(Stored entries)
::::::::::
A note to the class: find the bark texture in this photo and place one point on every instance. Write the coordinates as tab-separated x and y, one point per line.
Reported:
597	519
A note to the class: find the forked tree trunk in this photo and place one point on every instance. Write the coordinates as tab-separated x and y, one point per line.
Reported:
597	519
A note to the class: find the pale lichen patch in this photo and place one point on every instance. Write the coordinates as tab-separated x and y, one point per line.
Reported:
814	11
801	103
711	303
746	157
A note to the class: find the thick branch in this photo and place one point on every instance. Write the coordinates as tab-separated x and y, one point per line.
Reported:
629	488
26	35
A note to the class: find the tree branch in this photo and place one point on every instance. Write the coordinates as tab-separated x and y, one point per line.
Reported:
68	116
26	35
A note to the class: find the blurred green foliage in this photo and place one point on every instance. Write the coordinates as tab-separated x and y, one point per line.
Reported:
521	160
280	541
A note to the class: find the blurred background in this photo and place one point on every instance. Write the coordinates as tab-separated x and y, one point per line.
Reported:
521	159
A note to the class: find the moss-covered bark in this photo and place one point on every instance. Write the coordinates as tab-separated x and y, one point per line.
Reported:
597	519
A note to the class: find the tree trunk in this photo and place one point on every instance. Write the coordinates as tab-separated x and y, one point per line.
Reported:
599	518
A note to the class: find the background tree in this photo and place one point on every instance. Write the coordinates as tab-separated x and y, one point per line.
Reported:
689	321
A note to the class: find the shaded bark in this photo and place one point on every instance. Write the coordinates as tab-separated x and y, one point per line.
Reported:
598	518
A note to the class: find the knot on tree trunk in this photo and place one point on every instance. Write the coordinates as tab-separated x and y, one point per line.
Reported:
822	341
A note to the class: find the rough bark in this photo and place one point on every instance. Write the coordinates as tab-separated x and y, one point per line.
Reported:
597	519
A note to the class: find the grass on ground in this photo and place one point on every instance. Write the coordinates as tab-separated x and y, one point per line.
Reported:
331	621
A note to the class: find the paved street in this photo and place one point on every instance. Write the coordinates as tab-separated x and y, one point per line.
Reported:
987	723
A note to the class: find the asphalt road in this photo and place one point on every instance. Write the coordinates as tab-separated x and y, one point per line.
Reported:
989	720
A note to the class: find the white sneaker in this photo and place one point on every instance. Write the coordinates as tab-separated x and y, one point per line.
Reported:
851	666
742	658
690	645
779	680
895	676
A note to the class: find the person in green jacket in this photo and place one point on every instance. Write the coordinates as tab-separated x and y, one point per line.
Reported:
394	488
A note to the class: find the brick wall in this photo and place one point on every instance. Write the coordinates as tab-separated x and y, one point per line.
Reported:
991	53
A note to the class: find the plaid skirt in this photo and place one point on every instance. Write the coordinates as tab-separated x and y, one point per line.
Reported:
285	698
::::::::::
Copy out the listing word for word, starting at the line that contains "A note to the class: find the paved" and continuing through its last line.

* _WRITTEN ANSWER_:
A note to the class: find the paved street in this photo and place one point on every instance. Write the coordinates as tab-separated x and y, one point per line.
Reported:
987	723
A note to the class: find the asphalt road in this photo and place one point on every instance. Write the coordinates as tab-separated x and y, one point per line.
Reported:
989	720
A note to the class: find the white sneaker in this photo and place one point on every instance. Write the coordinates as tab-separated x and y, one point per line.
Reported:
851	666
742	658
690	645
779	680
895	676
A note to the class: find the person in green jacket in this photo and place one point on every instance. Write the coordinates as tab-separated x and y, one point per line.
Reported:
394	488
A note to the class: find the brick wall in this photo and place one point on every instance. Write the coordinates as tab-separated x and y, one point per line.
Reported:
991	53
A note to the class: find the plaid skirt in this photo and place one point on every instance. Write the coordinates as tab-separated x and y, one point per line.
Reported:
285	698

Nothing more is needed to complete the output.